### Exercise
Restate all of the data precisely, omitting nothing.

### Information supplied
════

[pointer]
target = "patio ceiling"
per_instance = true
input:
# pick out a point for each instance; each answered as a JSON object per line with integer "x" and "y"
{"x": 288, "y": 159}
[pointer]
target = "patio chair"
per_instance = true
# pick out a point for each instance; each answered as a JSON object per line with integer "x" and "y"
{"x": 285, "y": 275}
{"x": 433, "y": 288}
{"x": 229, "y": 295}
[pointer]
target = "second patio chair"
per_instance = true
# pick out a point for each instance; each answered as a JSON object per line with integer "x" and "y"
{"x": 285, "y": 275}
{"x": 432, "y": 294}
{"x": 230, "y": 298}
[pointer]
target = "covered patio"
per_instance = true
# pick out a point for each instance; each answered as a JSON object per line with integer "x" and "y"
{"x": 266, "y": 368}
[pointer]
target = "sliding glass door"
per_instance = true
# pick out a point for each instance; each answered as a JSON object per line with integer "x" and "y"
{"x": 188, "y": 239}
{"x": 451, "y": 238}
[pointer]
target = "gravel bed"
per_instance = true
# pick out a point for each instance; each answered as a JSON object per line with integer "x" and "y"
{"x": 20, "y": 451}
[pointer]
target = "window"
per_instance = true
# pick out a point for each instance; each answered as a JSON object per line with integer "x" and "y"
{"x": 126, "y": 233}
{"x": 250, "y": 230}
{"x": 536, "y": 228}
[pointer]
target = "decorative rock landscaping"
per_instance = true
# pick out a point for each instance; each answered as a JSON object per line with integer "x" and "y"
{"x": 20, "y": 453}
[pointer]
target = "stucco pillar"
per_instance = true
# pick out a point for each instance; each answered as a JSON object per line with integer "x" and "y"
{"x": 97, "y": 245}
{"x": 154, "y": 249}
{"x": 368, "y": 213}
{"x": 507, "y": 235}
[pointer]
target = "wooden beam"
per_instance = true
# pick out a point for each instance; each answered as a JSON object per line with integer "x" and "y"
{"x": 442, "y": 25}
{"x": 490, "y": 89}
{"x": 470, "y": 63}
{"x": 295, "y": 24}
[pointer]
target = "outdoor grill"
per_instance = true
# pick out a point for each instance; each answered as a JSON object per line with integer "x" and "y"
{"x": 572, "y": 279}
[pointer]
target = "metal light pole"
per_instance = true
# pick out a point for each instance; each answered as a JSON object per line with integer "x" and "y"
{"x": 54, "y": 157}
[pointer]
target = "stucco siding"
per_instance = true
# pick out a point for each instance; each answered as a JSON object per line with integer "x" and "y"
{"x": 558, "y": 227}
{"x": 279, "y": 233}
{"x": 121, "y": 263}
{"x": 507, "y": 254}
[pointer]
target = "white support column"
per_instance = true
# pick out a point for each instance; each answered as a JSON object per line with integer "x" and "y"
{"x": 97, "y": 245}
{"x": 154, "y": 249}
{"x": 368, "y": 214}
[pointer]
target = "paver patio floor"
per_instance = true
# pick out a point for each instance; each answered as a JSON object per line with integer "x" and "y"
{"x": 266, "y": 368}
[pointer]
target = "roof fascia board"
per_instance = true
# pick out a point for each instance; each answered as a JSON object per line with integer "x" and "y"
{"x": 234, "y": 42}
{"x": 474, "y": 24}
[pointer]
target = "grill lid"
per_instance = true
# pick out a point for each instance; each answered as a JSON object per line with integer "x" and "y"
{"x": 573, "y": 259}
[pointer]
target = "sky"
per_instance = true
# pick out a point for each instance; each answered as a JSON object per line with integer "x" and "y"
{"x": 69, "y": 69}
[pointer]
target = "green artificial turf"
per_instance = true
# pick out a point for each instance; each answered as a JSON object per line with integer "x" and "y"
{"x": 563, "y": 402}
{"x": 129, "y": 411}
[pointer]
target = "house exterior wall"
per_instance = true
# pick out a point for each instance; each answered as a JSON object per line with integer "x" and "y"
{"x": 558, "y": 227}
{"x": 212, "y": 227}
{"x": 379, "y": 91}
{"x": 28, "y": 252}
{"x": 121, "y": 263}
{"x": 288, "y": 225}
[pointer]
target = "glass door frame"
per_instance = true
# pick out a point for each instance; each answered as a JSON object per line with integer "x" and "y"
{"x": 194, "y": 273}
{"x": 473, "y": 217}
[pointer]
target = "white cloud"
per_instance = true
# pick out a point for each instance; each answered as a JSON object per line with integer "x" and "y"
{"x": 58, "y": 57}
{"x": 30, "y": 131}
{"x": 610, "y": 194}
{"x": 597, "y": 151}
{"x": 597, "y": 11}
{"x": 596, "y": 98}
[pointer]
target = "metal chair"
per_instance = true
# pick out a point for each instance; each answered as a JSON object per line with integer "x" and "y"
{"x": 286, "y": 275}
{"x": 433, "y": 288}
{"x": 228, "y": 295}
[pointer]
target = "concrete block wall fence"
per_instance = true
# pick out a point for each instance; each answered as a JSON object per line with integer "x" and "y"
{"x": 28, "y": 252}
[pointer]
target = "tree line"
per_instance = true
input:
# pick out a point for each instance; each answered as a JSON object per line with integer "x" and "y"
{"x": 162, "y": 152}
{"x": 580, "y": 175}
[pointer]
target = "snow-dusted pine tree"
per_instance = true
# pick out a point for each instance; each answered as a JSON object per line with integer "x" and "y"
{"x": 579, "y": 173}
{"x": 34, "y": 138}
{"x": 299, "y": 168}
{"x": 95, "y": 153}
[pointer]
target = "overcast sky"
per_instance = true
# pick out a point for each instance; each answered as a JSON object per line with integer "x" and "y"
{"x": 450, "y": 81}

════

### Exercise output
[pointer]
target = "patio ceiling"
per_instance = true
input:
# pick out a point for each instance; each answered as a JSON object per line with integer "x" and "y"
{"x": 288, "y": 159}
[pointer]
target = "patio chair"
per_instance = true
# pick out a point for each instance; each answered as a JSON object per line with integer "x" and "y"
{"x": 285, "y": 275}
{"x": 433, "y": 288}
{"x": 229, "y": 295}
[pointer]
target = "second patio chair"
per_instance = true
# pick out a point for each instance; each answered as a JSON object per line with integer "x" and "y"
{"x": 285, "y": 275}
{"x": 432, "y": 294}
{"x": 230, "y": 298}
[pointer]
target = "covered patio"
per_instance = true
# pick out a point for each instance; each answered as a JSON object per line with integer "x" and "y"
{"x": 266, "y": 368}
[pointer]
target = "sliding glass door"
per_instance = true
# pick out a point for each instance; each answered as a JSON object per line with integer "x" and "y"
{"x": 188, "y": 239}
{"x": 451, "y": 238}
[pointer]
target = "gravel bed"
per_instance = true
# pick out a point for each instance; each answered as a JSON object per line with integer "x" and "y"
{"x": 20, "y": 451}
[pointer]
target = "window"
per_instance = true
# pick out a point for each instance; each answered as a JSON object per line with integer "x" and "y"
{"x": 126, "y": 233}
{"x": 250, "y": 230}
{"x": 536, "y": 228}
[pointer]
target = "decorative rock landscaping"
per_instance = true
# pick out a point for each instance; each answered as a JSON object per line with integer "x" and "y"
{"x": 20, "y": 453}
[pointer]
target = "stucco pillar"
per_instance = true
# pick out a point for each instance; each answered as a JSON object per line with integer "x" and "y"
{"x": 97, "y": 245}
{"x": 154, "y": 249}
{"x": 368, "y": 213}
{"x": 507, "y": 235}
[pointer]
target = "wooden beam"
per_instance = true
# pick out a point for each instance; each answered as a JSON object per line with integer "x" and "y"
{"x": 442, "y": 25}
{"x": 490, "y": 89}
{"x": 470, "y": 63}
{"x": 295, "y": 24}
[pointer]
target = "outdoor grill"
per_instance = true
# pick out a point for each instance; each answered as a JSON object per line with integer "x" and "y"
{"x": 572, "y": 279}
[pointer]
target = "metal light pole"
per_instance = true
# pick out a point for each instance; each answered as a JSON object per line with integer "x" and "y"
{"x": 54, "y": 157}
[pointer]
target = "stucco siding"
per_instance = true
# pick out a point for each instance; each answered as a JSON object per line with integer "x" and "y"
{"x": 558, "y": 227}
{"x": 279, "y": 233}
{"x": 121, "y": 263}
{"x": 507, "y": 254}
[pointer]
target = "white support column"
per_instance = true
# pick out a point for each instance; each answered as a JSON object per line with integer "x" and "y"
{"x": 97, "y": 245}
{"x": 154, "y": 249}
{"x": 368, "y": 214}
[pointer]
target = "paver patio floor"
per_instance = true
# pick out a point for each instance; each answered as a JSON object per line with integer "x" and "y"
{"x": 266, "y": 368}
[pointer]
target = "roof fascia board"
per_instance = true
# pick out a point for each instance; each answered as a JSON object per line with integer "x" and "y"
{"x": 234, "y": 42}
{"x": 474, "y": 24}
[pointer]
target = "grill lid"
per_instance = true
# pick out a point for each instance; each answered as a JSON object per line with integer "x" and "y"
{"x": 573, "y": 259}
[pointer]
target = "sky"
per_instance = true
# pick out a point for each instance; each answered as a JSON object per line with integer "x" and "y"
{"x": 69, "y": 69}
[pointer]
target = "green artificial turf"
per_instance = true
# pick out a point for each instance; each answered as a JSON object per line with integer "x" and "y"
{"x": 563, "y": 402}
{"x": 129, "y": 411}
[pointer]
target = "house exterior wall"
per_instance = true
# pick out a point for each instance; each answered as a JSON object per line with integer "x" and "y"
{"x": 558, "y": 227}
{"x": 212, "y": 227}
{"x": 379, "y": 91}
{"x": 28, "y": 252}
{"x": 121, "y": 263}
{"x": 288, "y": 225}
[pointer]
target = "glass door frame"
per_instance = true
# pick out a point for each instance; each answered as a JSON object per line with integer "x" and "y"
{"x": 194, "y": 273}
{"x": 473, "y": 217}
[pointer]
target = "white cloud"
per_instance = true
# pick out a point for each instance; each answered as a JSON object per line with integer "x" and "y"
{"x": 58, "y": 57}
{"x": 30, "y": 131}
{"x": 610, "y": 194}
{"x": 597, "y": 151}
{"x": 597, "y": 11}
{"x": 596, "y": 98}
[pointer]
target = "metal chair"
per_instance = true
# pick out a point for each instance; each answered as a JSON object per line with integer "x" and "y"
{"x": 286, "y": 275}
{"x": 433, "y": 288}
{"x": 228, "y": 295}
[pointer]
target = "concrete block wall fence"
per_instance = true
# pick out a point for each instance; each answered as a JSON object per line with integer "x" and "y"
{"x": 28, "y": 252}
[pointer]
target = "tree line"
per_instance = true
input:
# pick out a point for each instance; each answered as a JSON object per line with integer "x" and "y"
{"x": 162, "y": 152}
{"x": 580, "y": 175}
[pointer]
target = "snow-dusted pine tree"
per_instance = true
# pick out a point for each instance; each answered as a JSON object per line with integer "x" and "y"
{"x": 579, "y": 173}
{"x": 34, "y": 138}
{"x": 299, "y": 168}
{"x": 95, "y": 153}
[pointer]
target = "overcast sky"
per_instance = true
# pick out a point for each instance; each answered as a JSON object per line with integer "x" and "y"
{"x": 450, "y": 81}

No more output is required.